=== Section Start ===
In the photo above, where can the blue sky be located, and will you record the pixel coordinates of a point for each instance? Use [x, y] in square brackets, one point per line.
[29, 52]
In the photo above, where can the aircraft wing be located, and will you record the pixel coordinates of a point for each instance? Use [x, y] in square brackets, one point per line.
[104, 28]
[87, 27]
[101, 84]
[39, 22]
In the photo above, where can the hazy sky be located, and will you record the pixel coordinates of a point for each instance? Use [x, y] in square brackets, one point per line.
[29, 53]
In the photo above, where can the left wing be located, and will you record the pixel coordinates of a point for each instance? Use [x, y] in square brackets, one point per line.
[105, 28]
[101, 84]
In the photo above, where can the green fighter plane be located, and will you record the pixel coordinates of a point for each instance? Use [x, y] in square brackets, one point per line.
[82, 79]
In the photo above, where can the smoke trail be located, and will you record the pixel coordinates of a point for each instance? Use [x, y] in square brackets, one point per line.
=== Section End ===
=== Section Start ===
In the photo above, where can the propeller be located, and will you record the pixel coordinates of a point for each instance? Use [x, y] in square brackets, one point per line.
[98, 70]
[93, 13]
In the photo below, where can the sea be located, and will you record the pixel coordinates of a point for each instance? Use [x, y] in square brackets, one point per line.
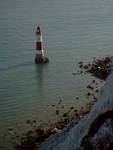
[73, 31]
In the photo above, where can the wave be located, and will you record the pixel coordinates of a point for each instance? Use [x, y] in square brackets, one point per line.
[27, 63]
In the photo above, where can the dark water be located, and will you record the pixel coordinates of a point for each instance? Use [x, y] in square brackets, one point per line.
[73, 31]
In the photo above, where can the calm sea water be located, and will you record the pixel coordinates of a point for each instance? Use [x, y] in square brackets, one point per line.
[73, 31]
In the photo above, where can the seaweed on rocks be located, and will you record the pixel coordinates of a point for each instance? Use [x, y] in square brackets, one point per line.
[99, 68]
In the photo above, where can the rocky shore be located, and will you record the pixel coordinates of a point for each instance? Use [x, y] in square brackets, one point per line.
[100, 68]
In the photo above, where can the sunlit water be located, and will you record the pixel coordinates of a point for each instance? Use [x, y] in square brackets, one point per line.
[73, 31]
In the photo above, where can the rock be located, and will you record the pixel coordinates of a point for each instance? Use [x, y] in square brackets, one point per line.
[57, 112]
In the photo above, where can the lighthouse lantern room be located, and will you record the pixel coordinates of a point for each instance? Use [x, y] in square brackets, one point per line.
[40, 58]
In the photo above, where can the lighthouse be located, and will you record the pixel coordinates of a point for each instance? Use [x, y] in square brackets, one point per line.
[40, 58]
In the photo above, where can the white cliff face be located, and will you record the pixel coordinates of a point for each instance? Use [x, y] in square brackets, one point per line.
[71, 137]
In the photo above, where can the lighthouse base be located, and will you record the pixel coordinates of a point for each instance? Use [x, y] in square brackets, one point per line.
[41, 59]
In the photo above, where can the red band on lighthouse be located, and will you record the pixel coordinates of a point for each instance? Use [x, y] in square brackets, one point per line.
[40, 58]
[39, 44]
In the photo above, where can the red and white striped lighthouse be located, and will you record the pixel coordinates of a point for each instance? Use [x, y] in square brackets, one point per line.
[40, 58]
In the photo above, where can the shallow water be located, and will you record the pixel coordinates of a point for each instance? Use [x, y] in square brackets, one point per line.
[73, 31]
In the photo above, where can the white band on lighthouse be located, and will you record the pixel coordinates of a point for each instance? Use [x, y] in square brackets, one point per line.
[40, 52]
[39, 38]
=== Section End ===
=== Section Start ===
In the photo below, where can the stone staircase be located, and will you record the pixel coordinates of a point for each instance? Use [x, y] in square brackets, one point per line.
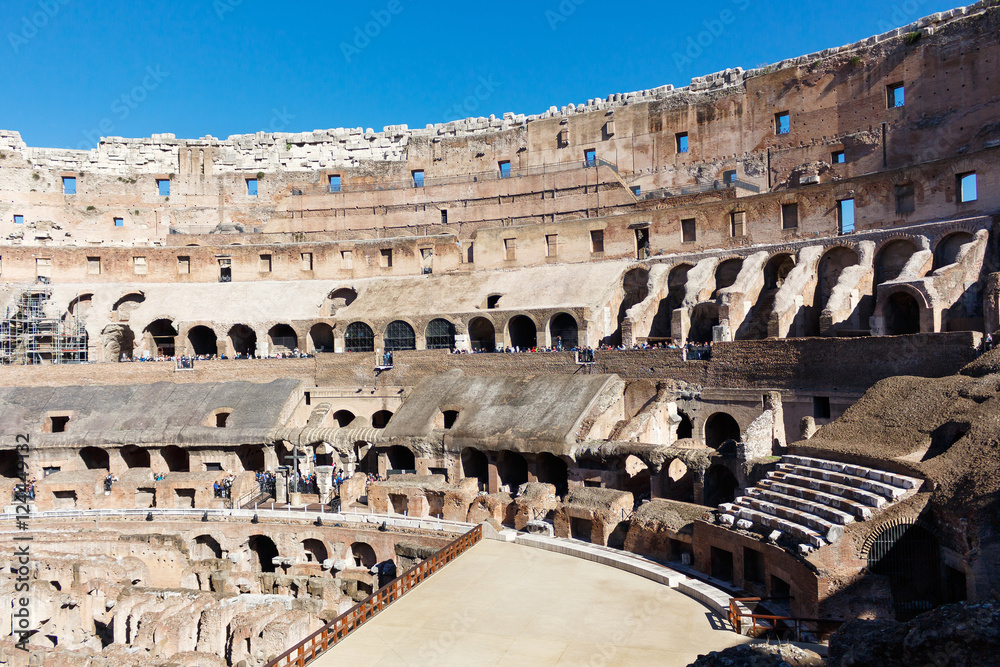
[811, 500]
=== Section End ===
TASK TO COMPLETE: Of all the entries above, retype exactly the lines from the line with "In the photo above, where can the blue" to the line with "In the photo above, where can the smoke", both included, and no others.

ANSWER AREA:
In the photo above, where can the blue sky be located, and will you record the pixel coordinates of a point for each instance? Use [x, y] in square brackets, one point per line.
[29, 52]
In the photo above, where can the aircraft wing be located, and will you record the pixel coordinates of a point for each instance? Use [x, y] in square brackets, one point per line.
[104, 28]
[87, 27]
[101, 84]
[39, 22]
In the photo above, where can the hazy sky be located, and will you record the pixel coordinates of a point for each instance? Use [x, y] in square brackets, one point per line.
[29, 53]
In the photo above, where can the left wing be located, and will you record the pixel coordinates of a point for each instance? Use [x, y] in square brackets, one point per line.
[105, 28]
[101, 84]
In the photo above, where can the green fighter plane be located, and will you record the pixel coordinates of a point for each instance? Use [x, y] in square brackets, one point per line.
[82, 79]
In the photo above, where can the smoke trail be located, and will you record the pixel coordinates of a point for each instance? Use [x, y] in square brackets, one point per line.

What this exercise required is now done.